··· 本文抜粋

「人として生まれてきたということは、この赤ん坊も死ぬことが約束されているということだ」とは確か福沢諭吉のセリフだと思うが、出典はっきりとは思い出せない。死を考えることは生を考えることであり、「板子一枚下は地獄」の危険なバイク社会のベトナムに生きる筆者にとって実感を持てるテーマである。糖尿の持病もある。〈死に忘れ社会〉、〈生の延長〉に従事する医学が発達した日本では、生の感覚が鈍っていて、だらだらした時間がずっとあると錯覚するような日常を送る人も多い。他人の死を見たとしても所詮は死を経験できない以上、いつまでも他人事である。できれば死など意識したくはない、死ぬ事実を忘れたい。しかし、自分自身がいつでも死ぬかもしれない社会に身を置くと、そういう意識でもいられなくなる。

 五年ほど前のインドで大学教員をした頃、半年間大学構内に軟禁されたことがある。渡航前の仲介業者とのスカイプ面接では、自由な生活が保障され、肉魚は食べられると言われていたが、全部嘘だった。危険だから外に行くのだけはやめてくれと言われていたが、「いつまで閉じ込める気か。ふざけるな」と言って、肉や魚を食べに外出するのだけが一日の楽しみだった。その日の歩行中、後ろから突然バイクにはねられ、二、三メートル突き飛ばされ、少しばかり記憶を失う事故に出遭ってしまった(詳しくは大井『日本語教師放浪記―ベトナム・ミャンマー・台湾・インド編―』を参照)。意識を失い、馬の通り道に倒れた筆者は、現場の前にある行きつけのカフェの店員らによって救出された。防犯カメラに映る加害者はそのまま逃げていった。カメラのデーターをもとに警察に報告に行ったのだが、人の話を聞いた挙句「So,What do you want to do?」と言われ、暗に調べてやるから金を持ってこいと言われ終わりであった。チェンナイの日本領事館に行ったが、それは諦めるしかないという対応であった(こういう日本政府の対応にはいつも業を煮やす)。これに近い経験として、インド留学をした山際素男は次のように書いている。

······

設問:
A) 死と生を論じた文章の中で名前が挙がっている人物を、すべて書き出してください。
B) 死と生を論じた文章の続きを、最後の文の後から書いてください。

··· 収録項目

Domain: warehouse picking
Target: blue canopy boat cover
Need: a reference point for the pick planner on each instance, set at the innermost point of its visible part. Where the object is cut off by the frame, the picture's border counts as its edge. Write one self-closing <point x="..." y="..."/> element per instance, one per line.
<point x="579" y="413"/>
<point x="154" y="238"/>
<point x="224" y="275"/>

······
··· 収録項目

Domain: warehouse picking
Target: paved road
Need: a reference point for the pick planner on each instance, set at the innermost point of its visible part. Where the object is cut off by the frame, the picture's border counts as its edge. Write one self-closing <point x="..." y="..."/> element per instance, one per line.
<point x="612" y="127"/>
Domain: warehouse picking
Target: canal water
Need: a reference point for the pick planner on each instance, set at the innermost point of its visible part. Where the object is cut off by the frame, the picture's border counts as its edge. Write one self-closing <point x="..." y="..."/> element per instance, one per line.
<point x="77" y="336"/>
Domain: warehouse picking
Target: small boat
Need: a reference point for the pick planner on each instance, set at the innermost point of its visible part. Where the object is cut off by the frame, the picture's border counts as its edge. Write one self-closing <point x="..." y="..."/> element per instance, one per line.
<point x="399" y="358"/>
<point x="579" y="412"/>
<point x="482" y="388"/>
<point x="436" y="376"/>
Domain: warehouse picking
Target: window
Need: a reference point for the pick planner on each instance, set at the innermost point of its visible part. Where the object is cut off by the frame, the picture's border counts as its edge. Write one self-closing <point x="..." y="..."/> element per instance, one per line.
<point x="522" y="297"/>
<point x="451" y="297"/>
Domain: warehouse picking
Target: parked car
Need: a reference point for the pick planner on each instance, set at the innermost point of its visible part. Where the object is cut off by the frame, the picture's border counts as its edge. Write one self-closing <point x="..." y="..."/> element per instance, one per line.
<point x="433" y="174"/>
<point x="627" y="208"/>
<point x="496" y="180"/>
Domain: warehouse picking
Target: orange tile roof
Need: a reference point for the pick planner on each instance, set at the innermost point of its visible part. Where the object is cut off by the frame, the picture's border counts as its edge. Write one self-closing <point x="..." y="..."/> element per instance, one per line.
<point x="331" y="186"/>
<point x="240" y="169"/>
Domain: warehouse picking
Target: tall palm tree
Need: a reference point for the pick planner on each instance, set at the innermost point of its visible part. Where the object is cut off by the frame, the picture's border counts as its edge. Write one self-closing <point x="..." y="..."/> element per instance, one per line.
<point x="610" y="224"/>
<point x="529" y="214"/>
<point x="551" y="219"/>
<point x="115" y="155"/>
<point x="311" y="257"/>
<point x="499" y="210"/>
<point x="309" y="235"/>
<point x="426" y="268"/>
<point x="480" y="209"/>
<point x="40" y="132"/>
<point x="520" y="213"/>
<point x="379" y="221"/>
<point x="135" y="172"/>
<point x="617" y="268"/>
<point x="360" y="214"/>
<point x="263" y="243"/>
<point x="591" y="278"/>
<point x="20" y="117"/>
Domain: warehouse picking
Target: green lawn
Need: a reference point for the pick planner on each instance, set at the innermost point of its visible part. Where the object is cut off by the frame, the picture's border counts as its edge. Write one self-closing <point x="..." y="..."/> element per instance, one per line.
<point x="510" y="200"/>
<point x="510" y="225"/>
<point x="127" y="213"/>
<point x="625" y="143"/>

······

解答:
A) 福沢諭吉、大井、山際素男

B)
 「ある日、運転手と案内のインド人K氏とともに、街を離れて郊外まで車で出かけることになった。車が田園地帯に入り、道路には畑に急ぐ農夫の群が次第に増えていったその途中、突然ドスッという鈍く気味の悪い衝撃音と同時に、大きなものがフワッと宙に舞い、ゆるやかな放物線を描いて前方に落下した。車はブレーキを軋ませた。 するとK氏は短く一言、「チョロ(いっちまえ)」と命じ、轢かれた農夫の姿はみるみる遠のいていった。 「ストップ、ストップ!」慌てて叫ぶ私を、K氏は冷たい笑みで黙殺した。運転手は、ペロリと赤い舌を出し首をすくめると、アクセルをぐんと踏み込んだ。「ストップ!」私は叫び続けた。しかし、K氏は厳しい眼で私を睨み付け、一言も発しなかった。」(『不可触民と現代インド』)

 この命の軽さはインドに生活した者でなければ分かりにくいかもしれないが、誇張なしで事実だろうと思う。

「(注:留学先の)パトナに戻ってから、私はK氏に問いただした。 「あんな轢き逃げが世間に知られないはずはない。直ぐ新聞に載り、司直の手がのびるだろう」と私がいうとK氏は、 「そんなことはないよ。轢いたのはまぎれもなく〝アンタッチャブル(不可触民)〟なんだから。あんたもこのことは黙っていたほうがいい」 といったきり、普段と変わらぬ顔に戻ってしまった。彼のいった通り、轢かれた農夫の周りには大勢の農夫たちが目撃していたにもかかわらず、この轢き逃げ事件はパトナのいかなる新聞、ラジオでも報道されず、警察も全く動かなかった。 はねられた農夫が〝不可触民〟だったからだ。 この黙殺された〝事件〟を境に、私は悶々とした日々を送ることになった。」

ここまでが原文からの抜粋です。